>> START Supplied data

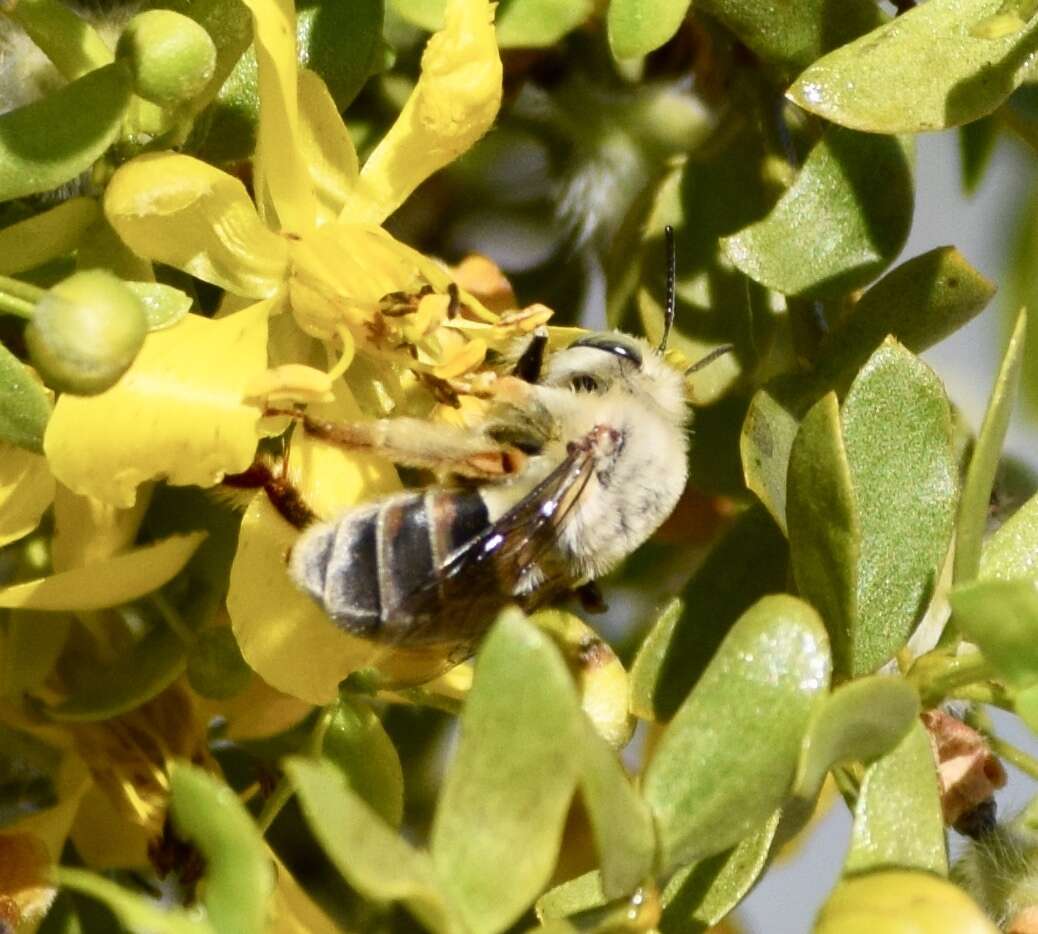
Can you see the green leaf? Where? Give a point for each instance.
(748, 561)
(510, 786)
(138, 675)
(239, 872)
(772, 421)
(135, 911)
(741, 726)
(24, 407)
(519, 24)
(1002, 617)
(897, 435)
(636, 27)
(897, 817)
(340, 42)
(163, 304)
(792, 35)
(975, 504)
(898, 903)
(857, 191)
(824, 529)
(1012, 551)
(861, 720)
(699, 897)
(920, 302)
(925, 70)
(977, 141)
(370, 855)
(46, 143)
(625, 836)
(355, 741)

>> END Supplied data

● **Requirement**: Copy the records above line for line, leaving out the pictures.

● **Answer to this task**:
Can you see the green leaf? Where? Give a point for each instance.
(748, 561)
(510, 786)
(138, 675)
(239, 872)
(772, 421)
(135, 911)
(741, 726)
(24, 407)
(519, 24)
(1002, 617)
(897, 435)
(636, 27)
(897, 817)
(340, 42)
(163, 304)
(792, 35)
(975, 504)
(898, 903)
(857, 191)
(824, 529)
(1012, 551)
(861, 720)
(699, 897)
(920, 302)
(925, 70)
(977, 141)
(370, 855)
(46, 143)
(625, 836)
(355, 741)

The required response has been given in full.